DOKUMENTTEXT:
+ + + +

Wenn Dekadenz auf Flüchtingsschicksal trifft: Das sind die Streaming-Tipps der Woche

Auf der "Orrizonte" steht plötzlich nicht mehr Luxus, Reichtum und Sorgenlosigkeit im Mittelpunkt. (Bild: Sky)
Auf der "Orrizonte" steht plötzlich nicht mehr Luxus, Reichtum und Sorgenlosigkeit im Mittelpunkt. (Bild: Sky)

WOW lässt Flüchtlingsschicksale mit der Dekadenz von Kreuzfahrttouristen kollidieren. Netflix erzählt derweil eine berührende Geschichte aus dem Zweiten Weltkrieg. Welche Streaming-Highlights die kommende Woche bereithält, verrät die Übersicht.

Restaurants, Pools, Bars, Shopping Malls, Spielhallen: Die Ablenkung der Kreuzfahrtgäste auf der "Orrizonte" ist futsch, als schiffbrüchige Migranten an Bord kommen. "Unwanted" (bei WOW) zeigt die Gesellschaft in einem Mikrokosmos auf dem Meer: Niemand kann in den acht Episoden vor den Problemen weglaufen. Was Netflix, Prime Video und Co. in den nächsten Tagen sonst noch zu bieten haben, erfahren Sie in der Übersicht.

Trotz der betrüblichen Ereignisse des Zweiten Weltkriegs verliert Marie-Laure (Aria Mia Loberti) ihre Hoffnung nicht. (Bild: Netflix)
Trotz der betrüblichen Ereignisse des Zweiten Weltkriegs verliert Marie-Laure (Aria Mia Loberti) ihre Hoffnung nicht. (Bild: Netflix)

"Unwanted", WOW

Es ist immer wieder beeindruckend, wie sich die "Orrizonte" mit ihren Terrassendecks ins Bild schiebt. Das Kreuzfahrtschiff pflügt majestätisch durch das Mittelmeer, ein schwimmender Palast, in dem Luxus völlig in Ordnung ist und in dem die Welt ausgeblendet werden kann. Dafür bezahlen die Gäste schließlich. Doch die Sky-Serie "Unwanted" mit Jessica Schwarz holt ab 3. November (Sky Atlantic, Sky Q und Wow) die Realität an Bord: Die "Orrizonte" nimmt 28 geflüchtete Menschen auf, die auf dem Mittelmeer Schiffbruch erlitten haben.

Während die meisten der 5.000 Passagiere weiterhin feiern und schlemmen, nimmt das Schiff auf Geheiß von Politik und Reederei Kurs auf Nordafrika, um die Geflüchteten zurückzubringen. Für ihre Probleme ist man nicht zuständig. In ihrer Verzweiflung wehren sich die Menschen und kapern das Schiff. Wie in der großen Gesellschaft bilden sich auf der "Orrizonte" schnell Lager. Ein Polizist, der jeden Tag mit "denen" zu tun hat, will wissen, dass sie ohnehin nur Dealer und Kriminelle werden. Der Kapitän (Marco Bocci) folgt den Anweisungen von oben. Die erste Offizierin Edith (Jessica Schwarz) appelliert an die Verantwortung und Menschlichkeit.

+ + + +

ANGEZEIGTE AUFLISTUNG:

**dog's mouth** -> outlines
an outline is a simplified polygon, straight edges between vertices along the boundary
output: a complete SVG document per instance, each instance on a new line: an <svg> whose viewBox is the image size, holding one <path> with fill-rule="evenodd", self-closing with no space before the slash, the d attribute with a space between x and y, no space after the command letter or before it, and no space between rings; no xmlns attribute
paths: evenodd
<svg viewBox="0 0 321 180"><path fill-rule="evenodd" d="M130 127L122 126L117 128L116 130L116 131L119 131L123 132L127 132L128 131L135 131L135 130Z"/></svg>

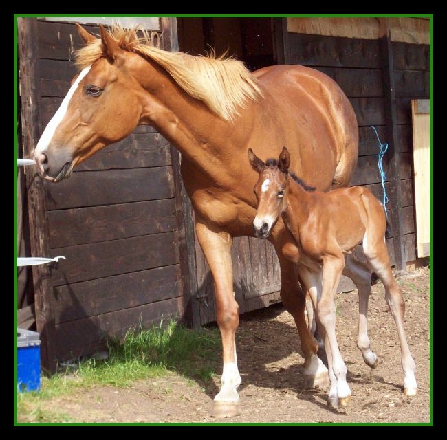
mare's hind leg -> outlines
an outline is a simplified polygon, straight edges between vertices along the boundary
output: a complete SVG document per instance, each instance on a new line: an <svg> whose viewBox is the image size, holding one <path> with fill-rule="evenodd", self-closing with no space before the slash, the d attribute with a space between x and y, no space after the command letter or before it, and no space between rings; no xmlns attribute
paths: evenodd
<svg viewBox="0 0 447 440"><path fill-rule="evenodd" d="M407 396L415 395L417 391L415 377L416 364L410 353L404 329L405 302L402 290L391 272L388 250L384 239L376 237L373 233L367 233L367 235L368 236L365 234L363 240L363 250L373 271L384 284L385 299L397 327L402 353L402 365L405 375L404 390Z"/></svg>
<svg viewBox="0 0 447 440"><path fill-rule="evenodd" d="M368 302L371 294L371 270L367 263L362 261L353 254L345 256L343 275L350 278L358 292L358 336L357 346L362 352L365 364L371 368L378 364L377 355L371 349L368 337Z"/></svg>

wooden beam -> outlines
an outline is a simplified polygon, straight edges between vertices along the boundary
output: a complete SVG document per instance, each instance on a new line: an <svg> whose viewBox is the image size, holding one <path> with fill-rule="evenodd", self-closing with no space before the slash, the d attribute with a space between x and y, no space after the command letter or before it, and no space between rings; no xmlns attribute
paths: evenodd
<svg viewBox="0 0 447 440"><path fill-rule="evenodd" d="M400 159L399 136L396 113L396 98L393 63L393 45L389 23L386 19L380 19L380 51L382 63L382 78L384 102L384 117L386 126L386 141L389 144L390 191L389 197L393 206L391 222L393 230L394 259L396 269L406 272L406 252L404 236L404 218L402 210L402 190L400 186ZM382 140L384 142L384 140Z"/></svg>
<svg viewBox="0 0 447 440"><path fill-rule="evenodd" d="M20 58L20 93L23 157L31 159L40 138L41 114L39 78L37 21L18 19L19 56ZM45 188L35 167L25 170L30 210L30 256L48 256L47 221ZM51 274L49 265L32 267L37 331L40 333L41 363L44 370L56 370L54 351L54 316L53 314Z"/></svg>
<svg viewBox="0 0 447 440"><path fill-rule="evenodd" d="M172 17L161 19L163 49L179 50L177 20ZM200 305L196 270L194 221L193 207L183 184L181 173L182 154L171 146L171 156L174 182L174 197L177 214L180 272L183 286L184 320L194 329L200 327Z"/></svg>

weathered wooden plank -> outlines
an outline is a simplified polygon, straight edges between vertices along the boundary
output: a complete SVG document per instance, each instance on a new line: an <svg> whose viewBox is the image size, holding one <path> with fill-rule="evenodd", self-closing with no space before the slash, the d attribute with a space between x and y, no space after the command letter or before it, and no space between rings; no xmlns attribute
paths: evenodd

+ + + +

ANWEISUNG 1:
Geben Sie aus dem Dokumenttext den Abschnitt zwischen „WOW lässt Flüchtlingsschicksale“ und „verrät die Übersicht.“ einschließlich beider Grenzen wortgetreu wieder.
ANWEISUNG 2:
Fassen Sie den Absatz des Dokumenttexts, der mit „Während die meisten der 5.000 Passagiere“ beginnt, als Stichpunktliste zusammen und behalten Sie dabei seine wesentlichen Fakten bei.

ANTWORT 1:
WOW lässt Flüchtlingsschicksale mit der Dekadenz von Kreuzfahrttouristen kollidieren. Netflix erzählt derweil eine berührende Geschichte aus dem Zweiten Weltkrieg. Welche Streaming-Highlights die kommende Woche bereithält, verrät die Übersicht.

ANTWORT 2:
- Die meisten der 5.000 Passagiere feiern und schlemmen weiter.
- Auf Geheiß von Politik und Reederei nimmt das Schiff Kurs auf Nordafrika, um die Geflüchteten zurückzubringen.
- Für deren Probleme sieht man sich nicht zuständig.
- Aus Verzweiflung wehren sich die Geflüchteten und kapern das Schiff.
- An Bord bilden sich schnell Lager, wie in der großen Gesellschaft.
- Ein Polizist behauptet, sie würden ohnehin nur Dealer und Kriminelle.
- Der Kapitän (Marco Bocci) folgt den Anweisungen von oben.
- Die erste Offizierin Edith (Jessica Schwarz) appelliert an Verantwortung und Menschlichkeit.